-- START OF Document segment --

Chapter 3. The Entropy Ergodic Theorem

Abstract

The goal of this chapter is to prove an ergodic theorem for sample entropy of finite alphabet random processes. The result is sometimes called the ergodic theorem of information theory or the asymptotic equipartion theorem, but it is best known as the Shannon-McMillan-Breiman theorem. It provides a common foundation to many of the results of both ergodic theory and information theory. Shannon [129] first developed the result for convergence in probability for stationary ergodic Markov sources. McMillan [103] proved L ¹ convergence for stationary ergodic sources and Breiman [19] [20] proved almost everywhere convergence for stationary and ergodic sources. Billingsley [15] extended the result to stationary nonergodic sources. Jacobs [67] [66] extended it to processes dominated by a stationary measure and hence to two-sided AMS processes. Gray and Kieffer [54] extended it to processes asymptotically dominated by a stationary measure and hence to all AMS processes. The generalizations to AMS processes build on the Billingsley theorem for the stationary mean. Following generalizations of the definitions of entropy and information, corresponding generalizations of the entropy ergodic theorem will be considered in Chapter 8.

Robert M. Gray

Chapter 4. Information Rates I

Abstract

Before proceeding to generalizations of the various measures of information, entropy, and divergence to nondiscrete alphabets, we consider several properties of information and entropy rates of finite alphabet processes. We show that codes that produce similar outputs with high probability yield similar rates and that entropy and information rate, like ordinary entropy and information, are reduced by coding. The discussion introduces a basic tool of ergodic theory-the partition distance- and develops several versions of an early and fundamental result from information theory-Fano’s inequality. We obtain an ergodic theorem for information densities of finite alphabet processes as a simple application of the general ShannonMcMillan-Breiman theorem coupled with some definitions. In Chapter 6 these results easily provide L ¹ ergodic theorems for information densities for more general processes.

Robert M. Gray

Chapter 5. Relative Entropy

Abstract

A variety of information measures have been introduced for finite alphabet random variables, vectors, and processes:entropy, mutual information, relative entropy, conditional entropy, and conditional mutual information. All of these can be expressed in terms of divergence and hence the generalization of these definitions to infinite alphabets will follow from a general definition of divergence. Many of the properties of generalized information measures will then follow from those of generalized divergence.

-- END OF Document segment --
-- START OF Rows --

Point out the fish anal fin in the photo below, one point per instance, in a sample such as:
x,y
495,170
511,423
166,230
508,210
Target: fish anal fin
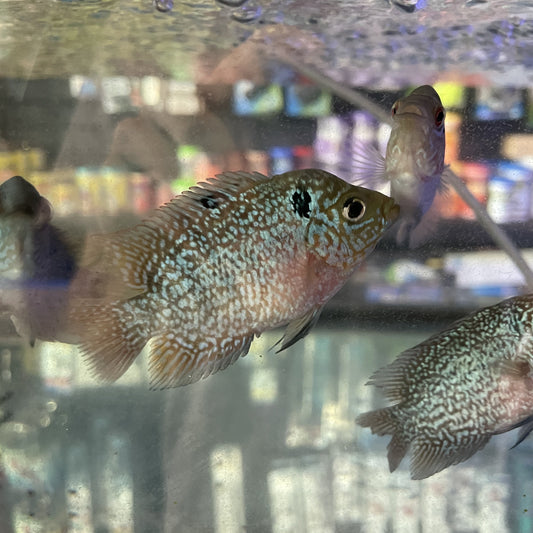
x,y
431,455
175,362
107,344
299,328
397,448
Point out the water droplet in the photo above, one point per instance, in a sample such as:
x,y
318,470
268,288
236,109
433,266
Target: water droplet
x,y
232,3
163,5
246,13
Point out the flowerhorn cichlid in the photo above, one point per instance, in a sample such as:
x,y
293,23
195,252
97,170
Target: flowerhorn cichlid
x,y
452,392
220,264
414,160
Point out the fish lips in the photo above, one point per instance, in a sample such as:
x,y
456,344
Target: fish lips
x,y
392,212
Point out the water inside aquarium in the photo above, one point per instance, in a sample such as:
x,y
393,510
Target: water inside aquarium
x,y
110,109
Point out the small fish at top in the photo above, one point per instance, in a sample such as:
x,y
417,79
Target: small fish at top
x,y
413,163
220,264
37,262
457,389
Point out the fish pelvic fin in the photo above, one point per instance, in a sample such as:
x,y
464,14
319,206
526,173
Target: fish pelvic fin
x,y
108,344
431,455
384,422
299,328
444,183
175,362
525,429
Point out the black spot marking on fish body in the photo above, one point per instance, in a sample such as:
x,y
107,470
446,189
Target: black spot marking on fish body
x,y
209,202
301,201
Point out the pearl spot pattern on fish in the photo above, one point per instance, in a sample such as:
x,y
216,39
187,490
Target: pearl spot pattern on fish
x,y
301,201
271,252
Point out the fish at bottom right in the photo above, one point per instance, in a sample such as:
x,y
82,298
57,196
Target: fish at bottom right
x,y
451,393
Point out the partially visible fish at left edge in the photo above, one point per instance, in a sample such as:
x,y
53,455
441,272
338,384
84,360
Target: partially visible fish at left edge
x,y
414,161
37,263
457,389
220,264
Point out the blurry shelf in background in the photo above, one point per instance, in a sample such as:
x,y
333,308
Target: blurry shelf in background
x,y
463,235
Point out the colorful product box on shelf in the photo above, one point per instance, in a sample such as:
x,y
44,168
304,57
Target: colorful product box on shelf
x,y
257,161
509,193
303,156
281,160
307,100
250,99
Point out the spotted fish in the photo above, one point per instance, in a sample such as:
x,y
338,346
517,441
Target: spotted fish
x,y
452,392
220,264
414,160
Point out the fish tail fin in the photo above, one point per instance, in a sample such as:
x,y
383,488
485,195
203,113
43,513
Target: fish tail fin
x,y
385,422
108,343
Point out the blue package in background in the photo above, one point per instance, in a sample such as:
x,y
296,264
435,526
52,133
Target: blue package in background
x,y
250,99
304,100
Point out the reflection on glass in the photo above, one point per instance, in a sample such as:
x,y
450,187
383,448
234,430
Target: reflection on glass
x,y
109,110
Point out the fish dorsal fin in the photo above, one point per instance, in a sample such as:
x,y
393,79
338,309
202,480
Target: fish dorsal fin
x,y
175,361
122,258
210,194
299,328
368,166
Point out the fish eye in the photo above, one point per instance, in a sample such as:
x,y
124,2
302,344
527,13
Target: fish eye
x,y
353,209
439,117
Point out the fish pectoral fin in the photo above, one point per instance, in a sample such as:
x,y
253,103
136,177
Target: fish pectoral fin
x,y
107,344
109,270
514,368
368,166
299,328
393,378
444,183
175,362
431,455
526,427
383,422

-- END OF Rows --

**Set tasks:**
A. In the chapter abstracts on information theory, recast the paragraph beginning "The goal of this chapter is" as a short bulleted list that keeps its main facts.
B. Carry the information theory chapter abstracts forward from the point where they end.

**Outputs in order:**
A.
- Aim: prove an ergodic theorem for sample entropy of finite alphabet random processes. It is best known as the Shannon-McMillan-Breiman theorem and underlies many results in both ergodic theory and information theory.
- Shannon: convergence in probability for stationary ergodic Markov sources.
- McMillan: L¹ convergence for stationary ergodic sources.
- Breiman: almost everywhere convergence for stationary ergodic sources.
- Billingsley: extension to stationary nonergodic sources.
- Jacobs: extension to processes dominated by a stationary measure, and hence to two-sided AMS processes.
- Gray and Kieffer: extension to processes asymptotically dominated by a stationary measure, and hence to all AMS processes. The AMS generalizations build on Billingsley's theorem for the stationary mean.
- Chapter 8: corresponding generalizations of the theorem, following generalized definitions of entropy and information.

B.
Robert M. Gray

Chapter 6. Information Rates II

Abstract

In this chapter we develop general definitions of information rate for processes with standard alphabets and we prove a mean ergodic theorem for information densities. The L ¹ results are extensions of the results of Moy [105] and Perez [123] for stationary processes, which in turn extended the Shannon-McMillan theorem from entropies of discrete alphabet processes to information densities. (See also Kieffer [85].) We also relate several different measures of information rate and consider the mutual information between a stationary process and its ergodic component function. In the next chapter we apply the results of Chapter 5 on divergence to the definitions of this chapter for limiting information and entropy rates to obtain a number of results describing the behavior of such rates. In Chapter 8 almost everywhere ergodic theorems for relative entropy and information densities are proved.

Robert M. Gray

Chapter 7. Relative Entropy Rates

Abstract

This chapter extends many of the basic properties of relative entropy to sequences of random variables and to processes. Several limiting properties of entropy rates are proved and a mean ergodic theorem for relative entropy densities is given. The principal ergodic theorems for relative entropy and information densities in the general case are given in the next chapter.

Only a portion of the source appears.